> Compiti da svolgere
**A)** Rispondi brevemente a queste domande sul brano dedicato alla de-diagnosi in Svezia.
(i) Su quale rivista è stato pubblicato lo studio citato?
(ii) Quali professioni vengono indicate come esempi di accesso condizionato da una diagnosi?
(iii) In quale città si è svolta la Preventing Overdiagnosis Conference?
**B)** Prosegui il brano sulla de-diagnosi in Svezia a partire dall'ultima frase riportata.

> Brano del documento
..........

In Svezia si sta affermando un fenomeno inedito e controverso: la “de-diagnosi” per autismo e ADHD. Sempre più adulti chiedono di rimuovere le etichette diagnostiche ricevute durante l’infanzia o l’adolescenza, sostenendo che non rappresentano più la loro identità o condizione attuale.
Secondo un recente studio pubblicato sul British Medical Journal (BMJ), circa un centinaio di pazienti adulti svedesi ha preso parte a un progetto pilota che potrebbe aprire la strada a veri e propri servizi ufficiali di “de-diagnosi” nel Paese. L’obiettivo? Permettere alle persone di riconsiderare, e in alcuni casi rimuovere, una diagnosi che oggi sentono come un ostacolo.
Cos’è la “de-diagnosi”?
Il termine “de-diagnosi” indica un processo clinico volto a valutare la persistenza o la validità di una diagnosi di disturbo neuroevolutivo, come autismo o ADHD, nel tempo.
Non si tratta semplicemente di “cancellare” una diagnosi dai registri, ma di verificare — attraverso test psicologici e colloqui clinici — se le caratteristiche e i criteri diagnostici originari siano ancora presenti.
Come spiega lo psicologo Sebastian Lundström, uno dei ricercatori coinvolti nello studio, l’interesse per questo nuovo servizio nasce dal crescente numero di adulti che, dopo aver ricevuto una diagnosi in età infantile, scoprono che essa comporta limitazioni nella vita civile o lavorativa.
In Svezia, infatti, una diagnosi di ADHD o autismo può influenzare l’accesso a determinate professioni (come quella militare o ferroviaria) e richiede certificazioni mediche aggiuntive per ottenere la patente di guida.
Le ragioni dietro la richiesta di “rimozione”
Molti partecipanti allo studio riferiscono di sentirsi etichettati o stigmatizzati dalla diagnosi, più che aiutati. Alcuni sostengono di aver superato nel tempo le difficoltà associate ai disturbi, o di aver sviluppato strategie compensative tali da non rispecchiare più i criteri clinici originari.
Lundström ha sottolineato, durante la Preventing Overdiagnosis Conference di Oxford, che negli ultimi anni in Svezia si è assistito a un forte aumento delle diagnosi di neurodivergenze, spesso assegnate “da clinici ben intenzionati”, ma con una tendenza a diventare etichette permanenti.
Secondo il ricercatore, “il problema è che queste diagnosi restano nei registri e continuano a influenzare la vita delle persone anche quando non sono più clinicamente rilevanti”.

..........

> Dati in esame

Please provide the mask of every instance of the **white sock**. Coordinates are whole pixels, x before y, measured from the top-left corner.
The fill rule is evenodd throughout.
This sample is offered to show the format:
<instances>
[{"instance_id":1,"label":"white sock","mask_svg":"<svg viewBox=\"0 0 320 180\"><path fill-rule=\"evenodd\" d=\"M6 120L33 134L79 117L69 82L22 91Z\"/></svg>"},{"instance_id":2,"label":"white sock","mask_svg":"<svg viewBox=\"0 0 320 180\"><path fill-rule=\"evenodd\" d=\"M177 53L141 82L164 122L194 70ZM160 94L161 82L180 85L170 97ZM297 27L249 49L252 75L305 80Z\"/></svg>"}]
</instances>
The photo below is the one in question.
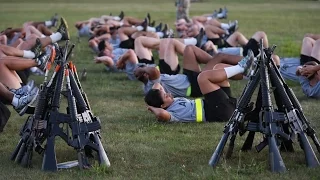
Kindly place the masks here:
<instances>
[{"instance_id":1,"label":"white sock","mask_svg":"<svg viewBox=\"0 0 320 180\"><path fill-rule=\"evenodd\" d=\"M183 40L183 43L185 45L196 45L197 44L197 39L196 38L186 38Z\"/></svg>"},{"instance_id":2,"label":"white sock","mask_svg":"<svg viewBox=\"0 0 320 180\"><path fill-rule=\"evenodd\" d=\"M222 13L217 14L217 18L223 18L223 14Z\"/></svg>"},{"instance_id":3,"label":"white sock","mask_svg":"<svg viewBox=\"0 0 320 180\"><path fill-rule=\"evenodd\" d=\"M19 99L16 97L16 95L14 95L12 98L11 104L12 104L12 106L17 107L18 103L19 103Z\"/></svg>"},{"instance_id":4,"label":"white sock","mask_svg":"<svg viewBox=\"0 0 320 180\"><path fill-rule=\"evenodd\" d=\"M115 21L120 21L121 18L120 18L119 16L113 16L113 20L115 20Z\"/></svg>"},{"instance_id":5,"label":"white sock","mask_svg":"<svg viewBox=\"0 0 320 180\"><path fill-rule=\"evenodd\" d=\"M151 26L148 26L148 27L147 27L147 31L148 31L148 32L156 32L156 28L151 27Z\"/></svg>"},{"instance_id":6,"label":"white sock","mask_svg":"<svg viewBox=\"0 0 320 180\"><path fill-rule=\"evenodd\" d=\"M24 58L28 58L28 59L33 59L35 57L34 52L32 51L23 51L23 56Z\"/></svg>"},{"instance_id":7,"label":"white sock","mask_svg":"<svg viewBox=\"0 0 320 180\"><path fill-rule=\"evenodd\" d=\"M136 28L137 28L138 31L142 31L143 30L142 26L137 26Z\"/></svg>"},{"instance_id":8,"label":"white sock","mask_svg":"<svg viewBox=\"0 0 320 180\"><path fill-rule=\"evenodd\" d=\"M222 29L229 29L230 28L230 25L229 24L227 24L227 23L221 23L221 28Z\"/></svg>"},{"instance_id":9,"label":"white sock","mask_svg":"<svg viewBox=\"0 0 320 180\"><path fill-rule=\"evenodd\" d=\"M226 71L228 79L230 77L232 77L232 76L235 76L237 74L240 74L240 73L244 72L244 69L239 65L235 65L235 66L231 66L231 67L225 67L224 70Z\"/></svg>"},{"instance_id":10,"label":"white sock","mask_svg":"<svg viewBox=\"0 0 320 180\"><path fill-rule=\"evenodd\" d=\"M52 26L52 21L45 21L44 24L47 26L47 27L50 27Z\"/></svg>"},{"instance_id":11,"label":"white sock","mask_svg":"<svg viewBox=\"0 0 320 180\"><path fill-rule=\"evenodd\" d=\"M38 68L37 68L37 67L31 67L31 68L30 68L30 71L31 71L31 72L37 72L37 71L38 71Z\"/></svg>"},{"instance_id":12,"label":"white sock","mask_svg":"<svg viewBox=\"0 0 320 180\"><path fill-rule=\"evenodd\" d=\"M164 36L163 32L156 32L156 33L159 36L159 38L163 38L163 36Z\"/></svg>"},{"instance_id":13,"label":"white sock","mask_svg":"<svg viewBox=\"0 0 320 180\"><path fill-rule=\"evenodd\" d=\"M50 35L50 38L51 38L52 43L55 43L55 42L61 40L62 35L61 35L61 33L56 32L56 33L52 33L52 34Z\"/></svg>"}]
</instances>

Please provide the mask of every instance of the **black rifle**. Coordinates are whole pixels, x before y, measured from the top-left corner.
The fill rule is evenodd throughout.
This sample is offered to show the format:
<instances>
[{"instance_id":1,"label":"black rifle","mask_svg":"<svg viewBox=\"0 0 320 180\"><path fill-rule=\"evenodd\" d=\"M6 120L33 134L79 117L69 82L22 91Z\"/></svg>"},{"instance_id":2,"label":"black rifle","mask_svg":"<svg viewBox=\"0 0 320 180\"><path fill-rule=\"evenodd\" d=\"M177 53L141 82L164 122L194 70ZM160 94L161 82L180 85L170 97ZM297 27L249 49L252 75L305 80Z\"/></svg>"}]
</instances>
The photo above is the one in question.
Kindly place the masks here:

..........

> Soluzioni dell'esercizio
**A)**
(i) Sul British Medical Journal (BMJ).
(ii) La professione militare e quella ferroviaria.
(iii) A Oxford.

**B)**
Un dibattito aperto tra clinici e pazienti
Il tema della de-diagnosi sta dividendo la comunità medica e i gruppi di pazienti. Da un lato, molti professionisti ritengono che il fenomeno possa rappresentare un passo verso una medicina più personalizzata, in cui l’identità diagnostica non sia fissa ma adattabile all’evoluzione individuale.
Dall’altro, c’è chi teme che la de-diagnosi possa minimizzare la realtà dei disturbi neuroevolutivi, rischiando di far perdere accesso a servizi, supporti educativi o benefici sociali.
Le associazioni di persone autistiche e con ADHD ricordano che una diagnosi non è un’etichetta negativa, ma un mezzo per comprendere se stessi e ottenere sostegno.
Leggi anche
Riflessioni e implicazioni sociali
La questione solleva interrogativi profondi: è possibile “non essere più” autistici o con ADHD? Oppure la de-diagnosi è soprattutto un modo per liberarsi dallo stigma e dalle barriere sociali che una diagnosi comporta?
In un periodo in cui la consapevolezza sulla neurodiversità è in crescita, la Svezia diventa un laboratorio sociale unico. Il dibattito coinvolge non solo medici e psicologi, ma anche filosofi, giuristi e cittadini comuni, chiamati a ridefinire il rapporto tra identità, salute mentale e libertà personale.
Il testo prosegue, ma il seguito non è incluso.